- [EXERCISE DESCRIPTION]
The lines to reproduce run from the one containing "Given the image above, the model predicts where the wall" to the end of the listing. Reproduce them exactly, both ends included, and nothing else.

-- EXERCISE DATA follows --

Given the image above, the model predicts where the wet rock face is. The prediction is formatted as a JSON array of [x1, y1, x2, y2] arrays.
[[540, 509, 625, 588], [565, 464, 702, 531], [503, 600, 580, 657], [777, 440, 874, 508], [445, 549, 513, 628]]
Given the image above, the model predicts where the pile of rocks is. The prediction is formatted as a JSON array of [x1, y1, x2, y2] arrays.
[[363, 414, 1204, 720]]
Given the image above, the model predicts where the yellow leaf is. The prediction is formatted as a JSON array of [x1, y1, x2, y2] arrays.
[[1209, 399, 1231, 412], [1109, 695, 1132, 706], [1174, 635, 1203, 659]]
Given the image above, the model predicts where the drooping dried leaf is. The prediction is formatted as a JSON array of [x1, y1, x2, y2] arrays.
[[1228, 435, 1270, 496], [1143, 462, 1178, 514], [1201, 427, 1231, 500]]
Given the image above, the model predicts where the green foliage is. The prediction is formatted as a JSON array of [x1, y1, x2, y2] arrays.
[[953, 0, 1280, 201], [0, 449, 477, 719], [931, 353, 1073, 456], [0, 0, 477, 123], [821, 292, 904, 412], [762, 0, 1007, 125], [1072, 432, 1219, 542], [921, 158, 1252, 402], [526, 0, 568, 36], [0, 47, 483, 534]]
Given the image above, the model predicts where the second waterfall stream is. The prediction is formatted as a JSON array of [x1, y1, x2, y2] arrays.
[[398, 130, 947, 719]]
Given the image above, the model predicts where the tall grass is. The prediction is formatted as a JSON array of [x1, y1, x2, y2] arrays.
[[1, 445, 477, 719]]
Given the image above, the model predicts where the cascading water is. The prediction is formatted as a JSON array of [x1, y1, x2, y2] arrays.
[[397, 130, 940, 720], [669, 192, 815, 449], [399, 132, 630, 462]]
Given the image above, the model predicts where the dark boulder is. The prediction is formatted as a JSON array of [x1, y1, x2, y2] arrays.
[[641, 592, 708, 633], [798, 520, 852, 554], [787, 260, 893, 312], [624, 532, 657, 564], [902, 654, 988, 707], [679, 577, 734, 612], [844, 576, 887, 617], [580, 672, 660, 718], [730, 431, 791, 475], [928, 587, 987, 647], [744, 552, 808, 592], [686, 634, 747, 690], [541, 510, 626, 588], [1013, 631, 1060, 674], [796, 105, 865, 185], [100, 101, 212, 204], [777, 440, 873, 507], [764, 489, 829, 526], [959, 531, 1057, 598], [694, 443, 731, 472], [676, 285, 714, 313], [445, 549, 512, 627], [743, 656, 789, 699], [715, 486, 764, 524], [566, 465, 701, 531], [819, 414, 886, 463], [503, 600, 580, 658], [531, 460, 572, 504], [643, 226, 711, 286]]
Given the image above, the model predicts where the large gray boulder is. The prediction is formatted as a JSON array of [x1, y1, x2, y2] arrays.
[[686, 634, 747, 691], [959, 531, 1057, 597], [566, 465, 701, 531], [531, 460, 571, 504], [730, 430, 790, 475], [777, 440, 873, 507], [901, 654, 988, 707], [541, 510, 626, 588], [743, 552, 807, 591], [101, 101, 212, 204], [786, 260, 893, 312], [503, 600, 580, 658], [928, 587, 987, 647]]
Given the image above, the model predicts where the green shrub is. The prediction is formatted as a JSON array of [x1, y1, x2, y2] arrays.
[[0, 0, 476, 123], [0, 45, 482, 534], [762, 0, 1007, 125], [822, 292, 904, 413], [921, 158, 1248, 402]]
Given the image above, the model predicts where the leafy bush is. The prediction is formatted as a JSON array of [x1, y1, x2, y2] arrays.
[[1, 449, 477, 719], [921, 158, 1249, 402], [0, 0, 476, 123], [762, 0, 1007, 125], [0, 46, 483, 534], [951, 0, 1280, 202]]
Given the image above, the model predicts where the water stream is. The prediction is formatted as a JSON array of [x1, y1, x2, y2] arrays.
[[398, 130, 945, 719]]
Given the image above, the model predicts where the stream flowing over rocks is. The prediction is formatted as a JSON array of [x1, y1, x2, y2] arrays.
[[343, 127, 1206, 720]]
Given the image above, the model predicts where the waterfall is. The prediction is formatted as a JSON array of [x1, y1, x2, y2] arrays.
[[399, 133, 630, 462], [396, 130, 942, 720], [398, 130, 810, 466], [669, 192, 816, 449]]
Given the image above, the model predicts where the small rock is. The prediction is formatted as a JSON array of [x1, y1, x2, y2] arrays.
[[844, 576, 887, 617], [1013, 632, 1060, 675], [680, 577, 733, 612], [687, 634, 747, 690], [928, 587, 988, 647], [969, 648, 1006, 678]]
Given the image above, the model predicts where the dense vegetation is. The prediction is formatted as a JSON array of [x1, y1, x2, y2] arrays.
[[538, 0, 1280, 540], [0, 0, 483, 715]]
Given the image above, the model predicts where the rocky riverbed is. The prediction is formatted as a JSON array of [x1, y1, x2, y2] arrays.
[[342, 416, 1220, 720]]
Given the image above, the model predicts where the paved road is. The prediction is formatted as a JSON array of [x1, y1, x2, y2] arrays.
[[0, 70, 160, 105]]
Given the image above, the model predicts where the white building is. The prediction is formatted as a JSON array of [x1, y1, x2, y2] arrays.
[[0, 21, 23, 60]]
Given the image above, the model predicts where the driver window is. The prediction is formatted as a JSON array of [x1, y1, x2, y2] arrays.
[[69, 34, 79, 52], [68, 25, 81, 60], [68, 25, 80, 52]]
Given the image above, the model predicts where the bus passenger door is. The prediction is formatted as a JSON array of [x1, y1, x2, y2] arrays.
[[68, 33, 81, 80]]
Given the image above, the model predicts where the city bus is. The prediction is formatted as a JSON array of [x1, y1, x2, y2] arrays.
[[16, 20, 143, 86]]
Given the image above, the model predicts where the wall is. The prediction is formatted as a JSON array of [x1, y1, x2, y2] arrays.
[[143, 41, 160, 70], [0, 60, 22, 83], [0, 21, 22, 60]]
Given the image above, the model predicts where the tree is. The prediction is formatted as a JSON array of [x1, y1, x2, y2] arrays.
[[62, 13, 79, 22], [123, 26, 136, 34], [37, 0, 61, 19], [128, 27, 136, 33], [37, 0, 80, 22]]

-- EXERCISE DATA concluded --

- [RESPONSE AREA]
Given the image above, the model predicts where the wall is. The prediction is formatted as a JSON array of [x1, y1, x2, y2] arrays.
[[143, 41, 160, 70], [0, 60, 22, 83], [0, 21, 22, 60]]
Given the image above, the model predicts where the tree is. The prediction is formatted as a JSON array of [x1, y1, x2, y2] arrays.
[[62, 13, 79, 22], [123, 26, 136, 34], [37, 0, 61, 19], [128, 27, 136, 33], [37, 0, 80, 22]]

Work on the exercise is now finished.